## CONSIGNE 1
Répondez à ces questions d'après la page sur les intentions de vote pour la présidentielle de 2017 :
(a) Combien de personnes composent l'échantillon interrogé ?
(b) Quel pourcentage d'intentions de vote est attribué à Emmanuel Macron ?
(c) À quelle date a eu lieu le premier débat ?

## PAGE
+--
Présidentielles 2017 – Intentions de vote.


A quelles semaines du premier tour des élections présidentielles de 2017, SCAN- RESEARCH et LE TERRAIN ont réalisé une mesure des intentions de vote auprès d’un échantillon représentatif de la population française de 1106 personnes,  inscrites sur les listes électorales.

Nos premières analyses montrent.

  • L’essor de la candidature Mélenchon

L’enseignement principal de cette vague est la progression spectaculaire des intentions de vote des Français en faveur de Jean-Luc Mélenchon (19,5%) au regard des scores dont il est habituellement crédité. Toutefois cette progression ne lui permet pas de recoller aux deux principaux candidats que sont aujourd’hui Emmanuel Macron (24,5%) et Marine le Pen (24%) qui sont presque à égalité dans les intentions des électeurs déterminés à aller voter.

Il n’y a en revanche guère d’incertitude pour départager François Fillon (15,5%) de Jean-Luc Mélenchon : ce dernier devance nettement le candidat de Les Républicains (4%). Si un second tour les opposant devait se tenir ce week-end, Jean-Luc Mélenchon (63%) infligerait même une défaite sans appel à François Fillon (37%).

  • Ce qui propulse Mélenchon

Le succès de la manifestation du 18 mars qui a réuni des dizaines de milliers de personnes ainsi que sa bonne prestation lors du premier débat du 20 mars, ont inscrit le candidat de la « France insoumise » dans un progression très dynamique. Celle-ci repose pour une bonne part sur les bons scores qu’il réalise auprès des électeurs de 18 à 34 ans, diplômés, aux revenus encore modestes.

  • François Fillon est-il sous-déclaré par les personnes interrogées ?

La contre-performance de François Fillon s’explique-t-elle, comme on l’entend parfois, par une excessive discrétion de ses électeurs qui ne se révèleront que dans les derniers jours ? On ne peut certes exclure que certains de ses électeurs, aujourd’hui égarés parmi les indécis ou dans le soutien à Emmanuel Macron, à la suite des affaires liées au Penelopegate, ne reviennent vers lui au dernier moment. Son programme fiscal, la résistance qu’il oppose aux vents contraires, ainsi que son image de compétence seraient autant d’arguments pour justifier ce retour. Mais quand bien même ce phénomène se produirait, il faudra qu’il soit massif pour inverser une tendance si fortement marquée. Les indécis se déclarant proches de la droite ne représentent que 3,2%. S’ils se mobilisaient tous pour François Fillon, ce serait encore insuffisant pour inverser le sens du vote. Les indécis ne déclarant aucune proximité politique représentent un réservoir plus important (13,5%),  mais il est probable que, une fois décidés, ils se distribuent sur l’ensemble des candidats, FN non compris. La part qu’en recevra François Fillon sera-t-elle suffisante pour qu’il rattrape son retard sur ses concurrents ? Rien n’est moins certain.
+--
## CONSIGNE 2
Imprimez toutes les lignes des enregistrements ci-dessous telles quelles, sans y inclure les images.

Entrées enregistrées:
+--
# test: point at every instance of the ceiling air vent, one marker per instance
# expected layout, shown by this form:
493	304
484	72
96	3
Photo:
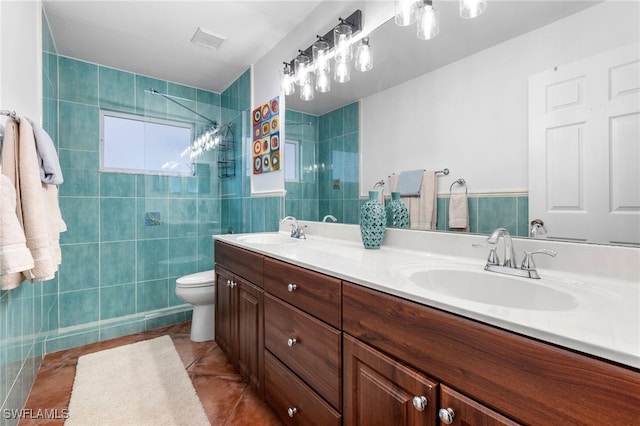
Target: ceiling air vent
207	38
+--
## RÉPONSE COMPLÈTE 1
(a) 1106 personnes
(b) 24,5 %
(c) Le 20 mars

## RÉPONSE COMPLÈTE 2
# test: point at every instance of the ceiling air vent, one marker per instance
# expected layout, shown by this form:
493	304
484	72
96	3
Photo:
Target: ceiling air vent
207	38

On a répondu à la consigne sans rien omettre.